§ **What is needed**
Copy out word for word the lines below, starting with the line that contains "Does the image above contain any green" and running through the last line, both ends included.

(Collected data entries)
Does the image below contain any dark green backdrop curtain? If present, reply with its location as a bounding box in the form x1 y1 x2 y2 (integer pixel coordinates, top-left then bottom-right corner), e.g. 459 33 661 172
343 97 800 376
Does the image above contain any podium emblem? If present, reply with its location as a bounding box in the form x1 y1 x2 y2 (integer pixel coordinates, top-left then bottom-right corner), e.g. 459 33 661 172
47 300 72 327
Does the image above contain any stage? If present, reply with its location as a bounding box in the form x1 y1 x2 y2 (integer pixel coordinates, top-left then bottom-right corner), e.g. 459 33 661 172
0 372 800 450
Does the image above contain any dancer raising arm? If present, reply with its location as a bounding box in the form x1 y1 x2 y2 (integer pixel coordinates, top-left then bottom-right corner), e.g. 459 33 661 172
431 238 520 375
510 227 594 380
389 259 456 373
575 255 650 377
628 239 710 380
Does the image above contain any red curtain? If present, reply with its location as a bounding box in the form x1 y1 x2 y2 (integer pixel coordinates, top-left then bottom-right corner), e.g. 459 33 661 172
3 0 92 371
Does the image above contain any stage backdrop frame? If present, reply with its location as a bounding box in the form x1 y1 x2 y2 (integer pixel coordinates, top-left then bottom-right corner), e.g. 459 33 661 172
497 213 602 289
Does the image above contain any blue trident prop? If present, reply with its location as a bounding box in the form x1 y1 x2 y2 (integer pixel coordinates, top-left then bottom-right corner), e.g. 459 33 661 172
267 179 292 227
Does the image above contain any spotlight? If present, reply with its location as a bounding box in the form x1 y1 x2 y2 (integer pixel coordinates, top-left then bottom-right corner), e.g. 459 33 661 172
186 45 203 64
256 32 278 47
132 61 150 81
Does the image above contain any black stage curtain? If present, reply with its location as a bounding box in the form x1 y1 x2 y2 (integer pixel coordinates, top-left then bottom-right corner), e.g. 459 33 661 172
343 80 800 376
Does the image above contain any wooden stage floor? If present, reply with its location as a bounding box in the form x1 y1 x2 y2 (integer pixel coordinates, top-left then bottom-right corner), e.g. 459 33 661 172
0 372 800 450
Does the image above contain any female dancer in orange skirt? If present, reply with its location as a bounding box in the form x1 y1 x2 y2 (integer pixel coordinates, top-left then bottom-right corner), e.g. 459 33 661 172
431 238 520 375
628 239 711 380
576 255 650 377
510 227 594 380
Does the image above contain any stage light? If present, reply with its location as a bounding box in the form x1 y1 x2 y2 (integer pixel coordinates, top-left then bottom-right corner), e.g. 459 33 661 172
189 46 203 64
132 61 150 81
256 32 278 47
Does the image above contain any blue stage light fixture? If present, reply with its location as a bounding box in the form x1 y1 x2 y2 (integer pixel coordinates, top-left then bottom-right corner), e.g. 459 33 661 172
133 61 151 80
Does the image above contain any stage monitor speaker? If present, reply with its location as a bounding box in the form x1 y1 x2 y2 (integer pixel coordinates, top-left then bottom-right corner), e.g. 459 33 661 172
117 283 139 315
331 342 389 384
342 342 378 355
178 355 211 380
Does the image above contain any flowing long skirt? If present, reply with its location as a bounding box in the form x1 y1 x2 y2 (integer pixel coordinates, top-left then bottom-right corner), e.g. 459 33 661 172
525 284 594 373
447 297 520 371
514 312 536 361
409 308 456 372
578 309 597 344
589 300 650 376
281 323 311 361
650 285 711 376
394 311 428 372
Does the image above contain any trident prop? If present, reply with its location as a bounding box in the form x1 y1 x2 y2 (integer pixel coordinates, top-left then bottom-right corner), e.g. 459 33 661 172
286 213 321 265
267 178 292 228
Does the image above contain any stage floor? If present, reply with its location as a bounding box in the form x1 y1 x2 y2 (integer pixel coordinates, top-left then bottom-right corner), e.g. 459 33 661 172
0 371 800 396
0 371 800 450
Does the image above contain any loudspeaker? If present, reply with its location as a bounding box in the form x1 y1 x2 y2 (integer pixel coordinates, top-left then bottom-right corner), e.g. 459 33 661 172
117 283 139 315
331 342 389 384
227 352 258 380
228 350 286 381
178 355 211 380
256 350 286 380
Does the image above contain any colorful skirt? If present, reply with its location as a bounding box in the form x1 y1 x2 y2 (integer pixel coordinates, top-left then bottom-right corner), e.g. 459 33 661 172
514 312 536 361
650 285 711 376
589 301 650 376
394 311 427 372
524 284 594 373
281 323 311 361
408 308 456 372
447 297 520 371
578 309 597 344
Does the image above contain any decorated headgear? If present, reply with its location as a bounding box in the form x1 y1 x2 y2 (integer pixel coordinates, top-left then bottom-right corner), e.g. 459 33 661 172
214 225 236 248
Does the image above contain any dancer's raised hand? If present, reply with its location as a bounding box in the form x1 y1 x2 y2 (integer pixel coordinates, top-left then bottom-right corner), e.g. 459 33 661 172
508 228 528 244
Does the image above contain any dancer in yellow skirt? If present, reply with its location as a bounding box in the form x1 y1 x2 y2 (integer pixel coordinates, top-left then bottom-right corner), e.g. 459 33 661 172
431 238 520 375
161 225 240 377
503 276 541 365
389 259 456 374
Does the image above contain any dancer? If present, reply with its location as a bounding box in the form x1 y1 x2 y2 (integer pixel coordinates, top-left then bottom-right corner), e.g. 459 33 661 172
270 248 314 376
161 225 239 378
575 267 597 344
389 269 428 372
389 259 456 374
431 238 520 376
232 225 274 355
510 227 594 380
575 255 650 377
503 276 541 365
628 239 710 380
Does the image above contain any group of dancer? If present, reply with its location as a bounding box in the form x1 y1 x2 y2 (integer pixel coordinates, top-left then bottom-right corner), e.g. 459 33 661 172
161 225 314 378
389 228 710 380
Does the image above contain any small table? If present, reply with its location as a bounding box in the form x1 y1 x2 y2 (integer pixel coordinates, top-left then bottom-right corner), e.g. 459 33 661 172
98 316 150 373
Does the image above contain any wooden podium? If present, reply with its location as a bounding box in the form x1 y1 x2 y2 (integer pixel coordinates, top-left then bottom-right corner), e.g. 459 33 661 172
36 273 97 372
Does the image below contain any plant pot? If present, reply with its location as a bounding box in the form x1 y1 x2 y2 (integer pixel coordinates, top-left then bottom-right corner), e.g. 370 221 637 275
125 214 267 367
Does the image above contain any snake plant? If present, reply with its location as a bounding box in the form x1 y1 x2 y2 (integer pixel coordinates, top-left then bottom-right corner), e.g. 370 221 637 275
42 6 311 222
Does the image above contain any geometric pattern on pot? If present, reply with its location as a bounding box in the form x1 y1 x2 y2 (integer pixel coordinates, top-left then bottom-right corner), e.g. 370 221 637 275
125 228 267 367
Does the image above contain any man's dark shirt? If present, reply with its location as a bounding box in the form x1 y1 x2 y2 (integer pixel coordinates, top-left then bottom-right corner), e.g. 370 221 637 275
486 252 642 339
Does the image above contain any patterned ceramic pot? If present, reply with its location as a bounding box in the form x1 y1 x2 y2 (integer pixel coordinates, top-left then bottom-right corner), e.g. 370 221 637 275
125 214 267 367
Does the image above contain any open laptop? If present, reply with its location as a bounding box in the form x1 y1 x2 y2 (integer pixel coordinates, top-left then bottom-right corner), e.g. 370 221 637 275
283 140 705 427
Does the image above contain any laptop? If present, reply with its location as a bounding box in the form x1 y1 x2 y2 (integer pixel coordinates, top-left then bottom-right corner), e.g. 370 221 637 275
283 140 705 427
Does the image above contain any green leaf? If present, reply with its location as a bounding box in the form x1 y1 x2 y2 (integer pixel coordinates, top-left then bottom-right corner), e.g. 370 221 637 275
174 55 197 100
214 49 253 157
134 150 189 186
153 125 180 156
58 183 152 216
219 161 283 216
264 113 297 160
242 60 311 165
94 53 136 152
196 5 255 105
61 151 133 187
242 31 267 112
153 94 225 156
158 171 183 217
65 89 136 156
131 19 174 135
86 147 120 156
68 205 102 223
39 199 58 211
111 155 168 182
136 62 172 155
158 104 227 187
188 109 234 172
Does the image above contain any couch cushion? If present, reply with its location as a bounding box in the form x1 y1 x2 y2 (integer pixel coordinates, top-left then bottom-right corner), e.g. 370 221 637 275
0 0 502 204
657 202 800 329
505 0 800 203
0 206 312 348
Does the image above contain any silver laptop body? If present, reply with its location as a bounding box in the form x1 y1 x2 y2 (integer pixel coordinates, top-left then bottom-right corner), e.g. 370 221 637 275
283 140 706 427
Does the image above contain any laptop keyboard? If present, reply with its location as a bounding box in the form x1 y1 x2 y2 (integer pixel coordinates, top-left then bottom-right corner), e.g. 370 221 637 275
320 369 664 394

§ **Written answer**
Does the image above contain any green leaf? If present, reply with its location as a bounding box in the form x1 y1 x2 y2 (integer pixel coordinates, top-left then bottom-right corner), e.g. 370 221 637 275
174 55 197 100
214 49 253 157
134 150 189 186
153 125 180 156
58 183 152 216
219 161 283 216
264 113 297 160
242 60 311 165
94 53 136 152
196 5 255 105
61 151 133 187
242 31 267 112
153 94 225 156
158 171 183 217
65 89 136 156
131 19 174 135
86 147 120 156
68 205 102 223
39 199 58 211
111 155 168 182
136 62 172 155
158 104 227 187
188 109 234 172
Does the image above contain any couch cushion? If present, reply with its location as a bounding box in the form x1 y1 x2 y2 (integer pixel coordinates, top-left then bottom-right corner), e.g. 370 221 637 275
0 0 502 204
657 202 800 329
505 0 800 203
0 206 312 348
Does the image above contain any silver laptop body? If present, reply with its location as a bounding box in the form x1 y1 x2 y2 (integer pixel coordinates, top-left then bottom-right corner), e.g. 370 221 637 275
283 140 706 427
Does the image above contain any laptop keyboard? If present, reply with its location as a bounding box in the form x1 y1 x2 y2 (integer pixel coordinates, top-left then bottom-right corner), e.g. 370 221 637 275
320 369 664 394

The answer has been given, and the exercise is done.